> [Written instruction]: Can you give all the material below as a numbered list, one line per entry with blank lines dropped, and leave the pictures out of your answer?

> [Source records]:

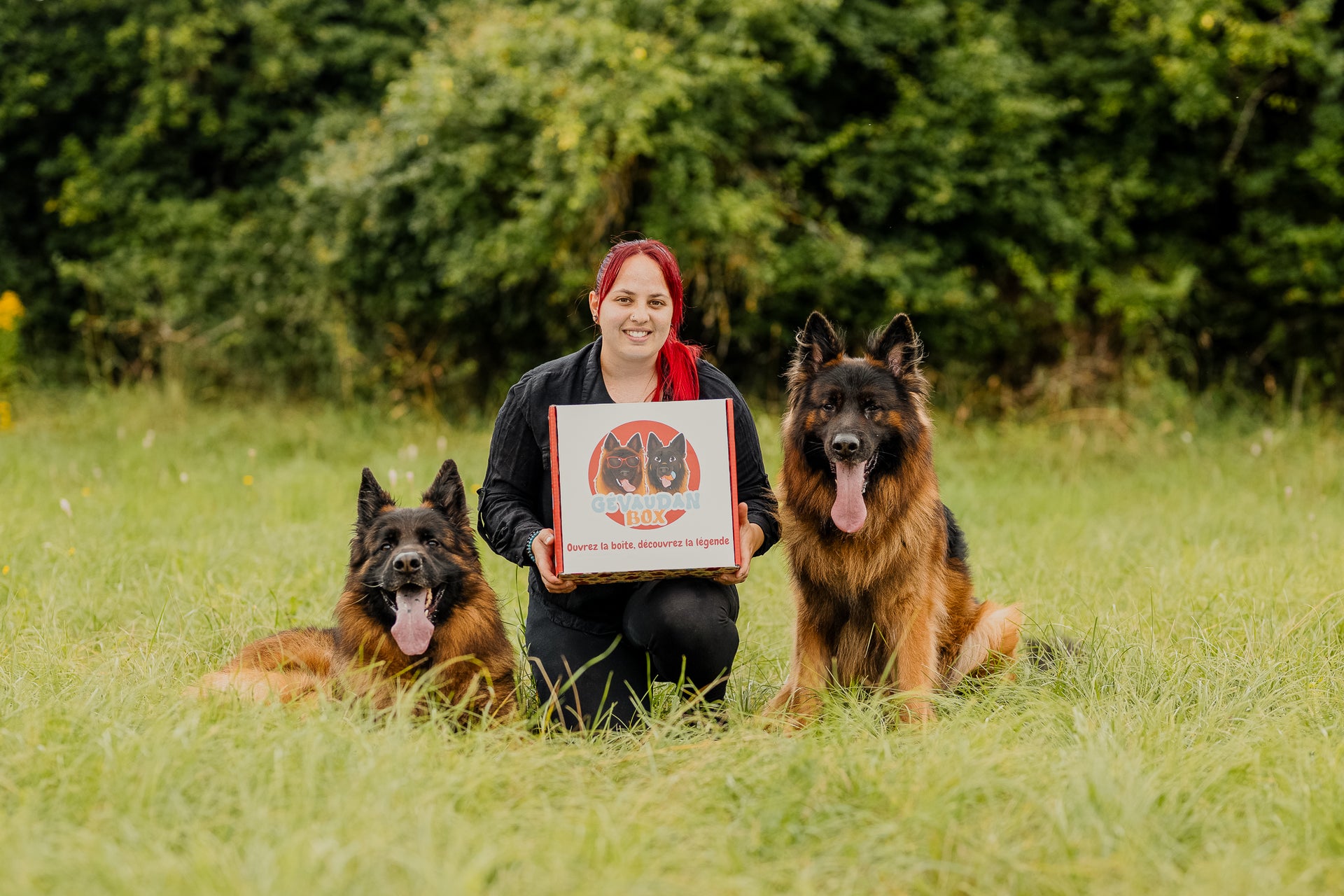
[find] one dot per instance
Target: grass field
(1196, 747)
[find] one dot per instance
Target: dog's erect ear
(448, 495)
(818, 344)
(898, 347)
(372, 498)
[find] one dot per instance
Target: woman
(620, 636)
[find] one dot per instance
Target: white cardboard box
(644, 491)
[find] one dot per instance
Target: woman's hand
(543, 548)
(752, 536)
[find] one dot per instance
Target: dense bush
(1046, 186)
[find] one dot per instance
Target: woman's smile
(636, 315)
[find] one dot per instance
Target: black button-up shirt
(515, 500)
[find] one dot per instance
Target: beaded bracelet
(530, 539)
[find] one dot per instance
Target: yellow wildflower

> [The completed task]:
1. [find] one dot per instance
2. Target: grass field
3. (1196, 747)
4. [find] one dot per instance
5. Target: dog's erect ear
6. (448, 495)
7. (818, 344)
8. (898, 347)
9. (372, 498)
10. [find] one dot per instance
11. Target: woman
12. (620, 636)
13. [find] one dot per instance
14. Target: white cardboard box
15. (644, 491)
16. [find] one dot per instance
17. Target: woman's hand
18. (543, 548)
19. (752, 536)
20. [find] one dot per instance
21. Target: dense bush
22. (1046, 186)
23. [find] one dot per instance
24. Target: woman's smile
25. (636, 315)
26. [find] one dot per instance
27. Target: black button-up shirt
28. (515, 500)
29. [find] one dot per instance
30. Target: beaded bracelet
31. (530, 539)
32. [find] one dot per instance
33. Target: yellow wildflower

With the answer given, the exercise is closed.